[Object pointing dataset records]
========================

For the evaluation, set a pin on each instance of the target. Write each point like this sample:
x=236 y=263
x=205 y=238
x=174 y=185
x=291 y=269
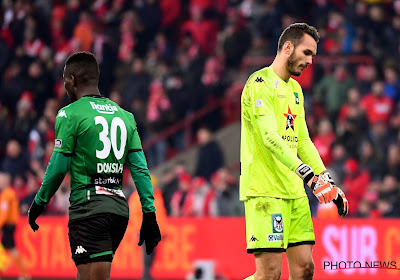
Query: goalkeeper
x=274 y=132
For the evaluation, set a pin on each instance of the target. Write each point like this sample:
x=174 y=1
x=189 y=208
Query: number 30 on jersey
x=107 y=143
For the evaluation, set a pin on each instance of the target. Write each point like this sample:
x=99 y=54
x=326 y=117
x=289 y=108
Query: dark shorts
x=8 y=237
x=96 y=238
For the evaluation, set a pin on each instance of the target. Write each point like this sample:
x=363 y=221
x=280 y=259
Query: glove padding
x=341 y=201
x=149 y=232
x=33 y=213
x=323 y=189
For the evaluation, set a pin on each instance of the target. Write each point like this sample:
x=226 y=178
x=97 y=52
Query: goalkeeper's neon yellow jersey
x=273 y=133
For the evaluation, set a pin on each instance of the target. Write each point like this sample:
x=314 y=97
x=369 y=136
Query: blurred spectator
x=389 y=197
x=393 y=161
x=210 y=156
x=331 y=90
x=158 y=116
x=234 y=39
x=203 y=202
x=364 y=209
x=24 y=120
x=338 y=160
x=371 y=161
x=381 y=137
x=226 y=194
x=32 y=186
x=16 y=160
x=137 y=85
x=83 y=31
x=323 y=140
x=204 y=31
x=377 y=105
x=170 y=181
x=392 y=83
x=9 y=217
x=182 y=199
x=355 y=184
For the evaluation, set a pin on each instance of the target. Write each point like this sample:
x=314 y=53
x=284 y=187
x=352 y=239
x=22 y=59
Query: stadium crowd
x=163 y=60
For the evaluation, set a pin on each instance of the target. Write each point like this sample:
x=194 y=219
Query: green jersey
x=97 y=134
x=273 y=133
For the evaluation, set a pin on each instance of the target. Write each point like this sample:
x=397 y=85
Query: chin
x=296 y=74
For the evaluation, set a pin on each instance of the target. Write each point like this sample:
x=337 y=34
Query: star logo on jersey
x=290 y=119
x=61 y=114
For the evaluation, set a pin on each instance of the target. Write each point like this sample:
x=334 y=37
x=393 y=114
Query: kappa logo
x=61 y=114
x=80 y=250
x=277 y=223
x=253 y=239
x=58 y=143
x=275 y=237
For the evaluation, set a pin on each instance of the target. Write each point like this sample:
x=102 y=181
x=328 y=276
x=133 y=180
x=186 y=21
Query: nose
x=309 y=60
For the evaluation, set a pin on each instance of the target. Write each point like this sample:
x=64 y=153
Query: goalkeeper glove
x=340 y=198
x=149 y=232
x=320 y=186
x=33 y=213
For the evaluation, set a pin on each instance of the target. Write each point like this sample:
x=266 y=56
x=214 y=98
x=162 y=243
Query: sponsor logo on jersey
x=290 y=119
x=80 y=250
x=290 y=138
x=275 y=237
x=106 y=180
x=253 y=239
x=277 y=223
x=109 y=167
x=104 y=109
x=61 y=114
x=296 y=95
x=58 y=143
x=259 y=103
x=109 y=191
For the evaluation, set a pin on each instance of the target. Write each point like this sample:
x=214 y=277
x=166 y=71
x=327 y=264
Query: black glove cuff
x=150 y=216
x=35 y=210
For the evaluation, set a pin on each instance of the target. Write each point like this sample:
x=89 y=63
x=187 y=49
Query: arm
x=141 y=176
x=306 y=149
x=58 y=166
x=149 y=231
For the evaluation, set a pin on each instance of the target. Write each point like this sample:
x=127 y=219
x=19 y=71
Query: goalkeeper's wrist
x=305 y=172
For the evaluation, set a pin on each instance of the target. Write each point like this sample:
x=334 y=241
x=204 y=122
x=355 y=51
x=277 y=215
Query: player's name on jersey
x=104 y=109
x=109 y=167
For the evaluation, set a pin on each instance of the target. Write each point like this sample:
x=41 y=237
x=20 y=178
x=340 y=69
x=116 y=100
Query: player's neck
x=88 y=90
x=279 y=67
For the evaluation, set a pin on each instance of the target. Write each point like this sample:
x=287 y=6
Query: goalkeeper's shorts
x=275 y=224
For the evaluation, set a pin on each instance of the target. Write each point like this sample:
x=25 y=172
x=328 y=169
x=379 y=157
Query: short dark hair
x=295 y=32
x=83 y=65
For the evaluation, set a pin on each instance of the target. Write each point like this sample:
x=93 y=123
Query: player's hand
x=323 y=189
x=341 y=201
x=33 y=213
x=149 y=232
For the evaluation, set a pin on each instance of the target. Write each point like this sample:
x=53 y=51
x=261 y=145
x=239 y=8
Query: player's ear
x=287 y=47
x=73 y=80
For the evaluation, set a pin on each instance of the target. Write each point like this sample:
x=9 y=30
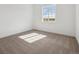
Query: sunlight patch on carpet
x=32 y=37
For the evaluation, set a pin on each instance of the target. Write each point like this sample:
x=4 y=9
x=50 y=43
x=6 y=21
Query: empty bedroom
x=39 y=28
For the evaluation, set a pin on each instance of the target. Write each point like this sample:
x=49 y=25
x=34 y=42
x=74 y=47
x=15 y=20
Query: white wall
x=65 y=20
x=77 y=22
x=15 y=19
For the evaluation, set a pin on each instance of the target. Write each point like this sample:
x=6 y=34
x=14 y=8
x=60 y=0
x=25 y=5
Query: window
x=49 y=12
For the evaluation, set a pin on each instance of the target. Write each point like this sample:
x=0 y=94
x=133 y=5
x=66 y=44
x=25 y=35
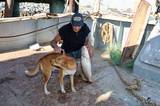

========================

EXERCISE DETAILS: Convert every line of the records above into a JSON list of strings, one string per line, dropping blank lines. Leave the pictures out of the list.

TASK RESPONSE:
[
  "For the evaluation, set a pin on each instance of the target. Write each point like this sample:",
  "x=236 y=263",
  "x=205 y=238",
  "x=174 y=185",
  "x=291 y=269",
  "Query: goalkeeper",
  "x=274 y=132",
  "For the evaluation, set a pin on each instance of the target. Write each point like this sample:",
  "x=174 y=1",
  "x=189 y=208",
  "Query: number 30 on jersey",
  "x=107 y=143",
  "For the evaluation, set a pin on each instance of the target. Write each point like this sample:",
  "x=99 y=54",
  "x=326 y=117",
  "x=289 y=108",
  "Query: dark shorts",
  "x=8 y=237",
  "x=96 y=238",
  "For the evaluation, set a pin on each instance of the target. Write each point like this sample:",
  "x=363 y=221",
  "x=280 y=259",
  "Query: glove padding",
  "x=341 y=201",
  "x=149 y=232",
  "x=33 y=213",
  "x=323 y=189",
  "For the evaluation, set a pin on each instance of the target. Write each point like this sample:",
  "x=226 y=178",
  "x=97 y=52",
  "Query: goalkeeper's neon yellow jersey",
  "x=273 y=133",
  "For the evaluation, set a pin on each instance of the target. Write each point like this sample:",
  "x=314 y=97",
  "x=369 y=136",
  "Query: blurred spectator",
  "x=389 y=197",
  "x=393 y=161",
  "x=210 y=156",
  "x=331 y=90",
  "x=158 y=116",
  "x=234 y=39",
  "x=203 y=202",
  "x=364 y=209",
  "x=24 y=120",
  "x=338 y=160",
  "x=371 y=161",
  "x=381 y=137",
  "x=226 y=194",
  "x=32 y=186",
  "x=16 y=160",
  "x=137 y=85",
  "x=83 y=31",
  "x=323 y=140",
  "x=204 y=31",
  "x=377 y=105",
  "x=170 y=181",
  "x=392 y=83",
  "x=9 y=217",
  "x=182 y=199",
  "x=355 y=184",
  "For the evaluation, set a pin on each instance of the target. Write each point like this sample:",
  "x=314 y=53",
  "x=284 y=187",
  "x=352 y=239",
  "x=22 y=59",
  "Query: stadium crowd",
  "x=163 y=60",
  "For the evaluation, set a pin on each instance of the target. Write each point like this sample:",
  "x=194 y=219",
  "Query: green jersey",
  "x=97 y=134",
  "x=273 y=133",
  "For the evaluation, set a pin on each instance of the target. Write each point like this sample:",
  "x=397 y=85",
  "Query: chin",
  "x=296 y=74",
  "For the evaluation, set a pin on each instance of the target. Write each point like this sample:",
  "x=337 y=34",
  "Query: star logo on jersey",
  "x=290 y=119",
  "x=61 y=114",
  "For the evaluation, set a pin on each instance of the target. Write each point like this sample:",
  "x=334 y=37",
  "x=393 y=114",
  "Query: kappa logo",
  "x=61 y=114",
  "x=80 y=250",
  "x=277 y=223",
  "x=253 y=239",
  "x=58 y=143",
  "x=275 y=237",
  "For the evaluation, set a pin on each instance of the target. Write each point like this sample:",
  "x=102 y=181",
  "x=328 y=276",
  "x=133 y=180",
  "x=186 y=21",
  "Query: nose",
  "x=309 y=60",
  "For the evaluation, set a pin on each instance of the target. Write each point like this sample:",
  "x=64 y=153",
  "Query: goalkeeper glove",
  "x=340 y=198",
  "x=149 y=232",
  "x=320 y=186",
  "x=33 y=213",
  "For the evaluation, set a pin on each instance of the target. Write each point like this sample:",
  "x=266 y=56",
  "x=214 y=98",
  "x=162 y=243",
  "Query: sponsor logo on jersey",
  "x=290 y=119",
  "x=80 y=250",
  "x=290 y=138",
  "x=275 y=237",
  "x=106 y=180",
  "x=253 y=239",
  "x=277 y=223",
  "x=109 y=167",
  "x=104 y=109",
  "x=61 y=114",
  "x=296 y=95",
  "x=58 y=143",
  "x=259 y=103",
  "x=109 y=191",
  "For the evaluation, set a pin on each instance of the target. Write each point like this sample:",
  "x=214 y=277",
  "x=166 y=71",
  "x=327 y=264",
  "Query: black glove cuff",
  "x=150 y=216",
  "x=35 y=210",
  "For the evaluation, set a pin on each instance of the target. Write each point like this sample:",
  "x=89 y=63",
  "x=187 y=49",
  "Query: arm",
  "x=141 y=176",
  "x=306 y=149",
  "x=58 y=166",
  "x=149 y=231",
  "For the evaluation, set a pin on each instance of the target. Write each point like this sample:",
  "x=127 y=219",
  "x=19 y=71",
  "Query: goalkeeper's wrist",
  "x=305 y=172",
  "For the evaluation, set a pin on each instance of the target. Write each point like this sample:",
  "x=334 y=241",
  "x=204 y=122",
  "x=355 y=51",
  "x=277 y=215",
  "Query: player's name on jersey",
  "x=104 y=109",
  "x=109 y=167",
  "For the evaluation, set a pin on each instance of the target. Write each point like this sample:",
  "x=41 y=237",
  "x=20 y=178",
  "x=340 y=69",
  "x=116 y=100",
  "Query: player's neck",
  "x=88 y=90",
  "x=279 y=67",
  "For the evaluation, set a pin on each instance of the target. Write each point like this sample:",
  "x=287 y=6",
  "Query: goalkeeper's shorts",
  "x=275 y=224",
  "For the evaluation, set a pin on each instance of the target. Write each point like this sample:",
  "x=25 y=172",
  "x=328 y=169",
  "x=379 y=157",
  "Query: short dark hair",
  "x=295 y=32",
  "x=83 y=65",
  "For the evaluation, set a pin on each instance of the target. Write each point like this sample:",
  "x=93 y=123",
  "Query: player's hand",
  "x=323 y=189",
  "x=341 y=201",
  "x=33 y=213",
  "x=149 y=232",
  "For the evaluation, set a pin on each instance of the target. Write each point like this sample:",
  "x=53 y=51",
  "x=261 y=145",
  "x=239 y=8",
  "Query: player's ear",
  "x=287 y=47",
  "x=73 y=80",
  "For the evaluation, set a pin on each instance of the target. Write each point like this sample:",
  "x=9 y=30",
  "Query: sunlight patch on carpet",
  "x=32 y=37",
  "For the evaluation, set a pin on each instance of the target. Write each point like this sample:",
  "x=4 y=9",
  "x=50 y=43",
  "x=6 y=21",
  "Query: empty bedroom",
  "x=39 y=28",
  "For the evaluation, set a pin on each instance of the target. Write each point like this sample:",
  "x=49 y=25",
  "x=34 y=42",
  "x=74 y=47",
  "x=15 y=20",
  "Query: white wall",
  "x=65 y=20",
  "x=77 y=22",
  "x=15 y=19",
  "For the evaluation, set a pin on each instance of the target. Write each point like this sample:",
  "x=6 y=34",
  "x=14 y=8",
  "x=60 y=0",
  "x=25 y=5",
  "Query: window",
  "x=49 y=12",
  "For the evaluation, set a pin on each instance of the target. Write each point like this sample:",
  "x=0 y=94",
  "x=133 y=5",
  "x=66 y=44",
  "x=25 y=35"
]